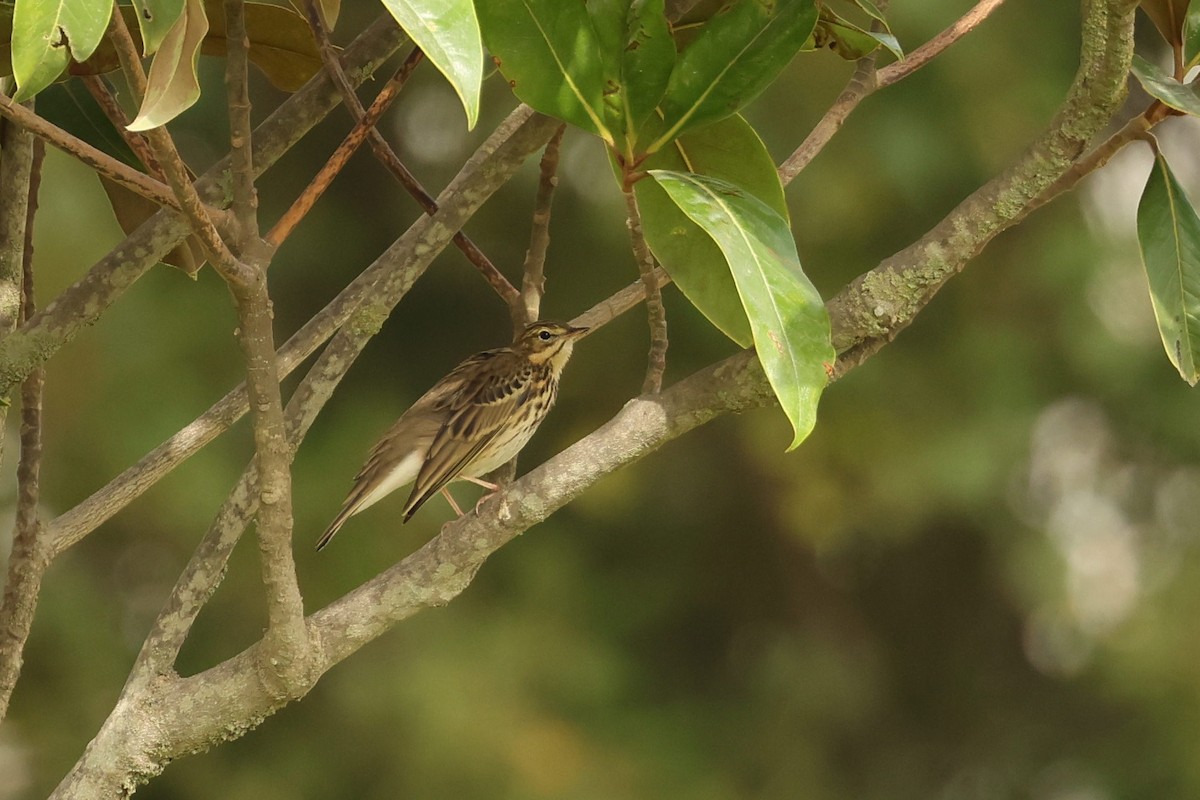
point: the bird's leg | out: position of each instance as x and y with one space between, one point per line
479 481
445 491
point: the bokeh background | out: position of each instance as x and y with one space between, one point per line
978 578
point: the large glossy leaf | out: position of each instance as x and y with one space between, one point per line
1169 235
1168 17
737 54
173 84
637 54
729 150
790 324
1163 86
280 42
155 19
550 54
1192 36
448 32
47 34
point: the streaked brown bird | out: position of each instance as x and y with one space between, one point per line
474 420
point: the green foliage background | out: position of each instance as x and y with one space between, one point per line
976 579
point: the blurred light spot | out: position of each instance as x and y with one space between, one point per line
1066 781
549 756
1119 298
1177 505
1054 645
431 125
15 757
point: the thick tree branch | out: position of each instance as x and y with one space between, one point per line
865 80
381 286
876 306
84 301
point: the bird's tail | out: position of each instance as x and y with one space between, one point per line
339 521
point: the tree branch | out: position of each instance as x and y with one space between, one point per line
97 160
533 284
85 300
173 167
867 80
657 362
21 173
877 305
241 158
934 47
388 157
330 169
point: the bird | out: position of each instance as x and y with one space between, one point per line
471 422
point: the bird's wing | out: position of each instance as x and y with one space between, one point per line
477 413
413 431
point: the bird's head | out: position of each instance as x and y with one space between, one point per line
549 342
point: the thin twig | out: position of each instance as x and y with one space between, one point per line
29 557
82 304
867 80
245 197
533 283
934 47
100 161
287 651
388 157
859 85
382 284
657 361
117 115
317 186
173 167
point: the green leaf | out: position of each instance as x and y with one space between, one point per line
729 150
155 18
47 34
791 328
1168 18
1163 86
329 8
73 109
851 41
637 54
1192 36
737 54
1169 235
550 54
448 32
281 44
173 85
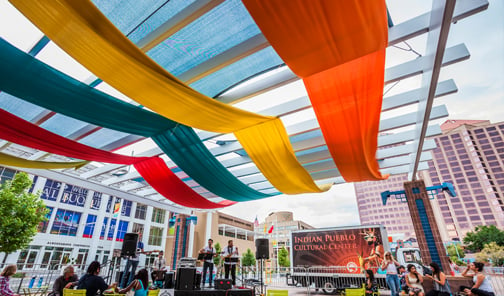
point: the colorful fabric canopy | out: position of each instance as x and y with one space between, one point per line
10 160
28 78
338 48
101 48
171 187
19 131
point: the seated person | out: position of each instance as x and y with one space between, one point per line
371 286
67 280
92 282
140 284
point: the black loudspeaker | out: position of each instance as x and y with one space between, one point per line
185 278
262 248
129 244
197 281
223 284
168 280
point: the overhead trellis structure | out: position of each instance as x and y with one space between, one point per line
182 60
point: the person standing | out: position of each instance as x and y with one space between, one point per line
67 280
158 268
414 280
132 264
389 264
441 286
7 272
92 282
482 286
209 252
230 259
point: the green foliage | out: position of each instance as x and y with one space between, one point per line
492 253
283 257
218 250
248 258
476 240
20 213
455 251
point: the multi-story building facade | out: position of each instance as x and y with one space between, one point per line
470 155
281 224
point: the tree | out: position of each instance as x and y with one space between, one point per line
20 214
493 253
476 240
283 257
455 252
248 258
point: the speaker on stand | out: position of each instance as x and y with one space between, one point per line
129 244
262 252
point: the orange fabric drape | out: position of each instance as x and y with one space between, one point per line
314 35
347 102
338 48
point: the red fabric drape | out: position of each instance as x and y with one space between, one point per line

◆ TO DO: Please begin at the line that has "point: the green foliage |" and stop after the last of the lines, writing each one out again with its request unchanged and every coordinate in the answers scaled by 1.55. Round each result to a whole number, with halves going up.

◆ TASK RESPONSE:
point: the green foliage | out: position of each instance as x and y with one space between, one point per line
763 392
439 398
338 388
384 400
738 372
31 330
705 389
point: the multi-story building facade | out: position of each instance as x and y with one space between, one point per line
729 240
436 347
point: the tree | out: position of each instance as x and y with one space between, one point per line
31 332
764 392
738 372
439 398
705 391
384 400
point: the speaker on stand | out: position of each instance as x and y with one space between, one point per line
200 378
406 391
point: the orange fabric drape | out: position of each instance as x and y with one space between, one point per line
487 54
538 158
524 74
point: the red fabric drape | out: position of each instance as x and y with one space between, one point per line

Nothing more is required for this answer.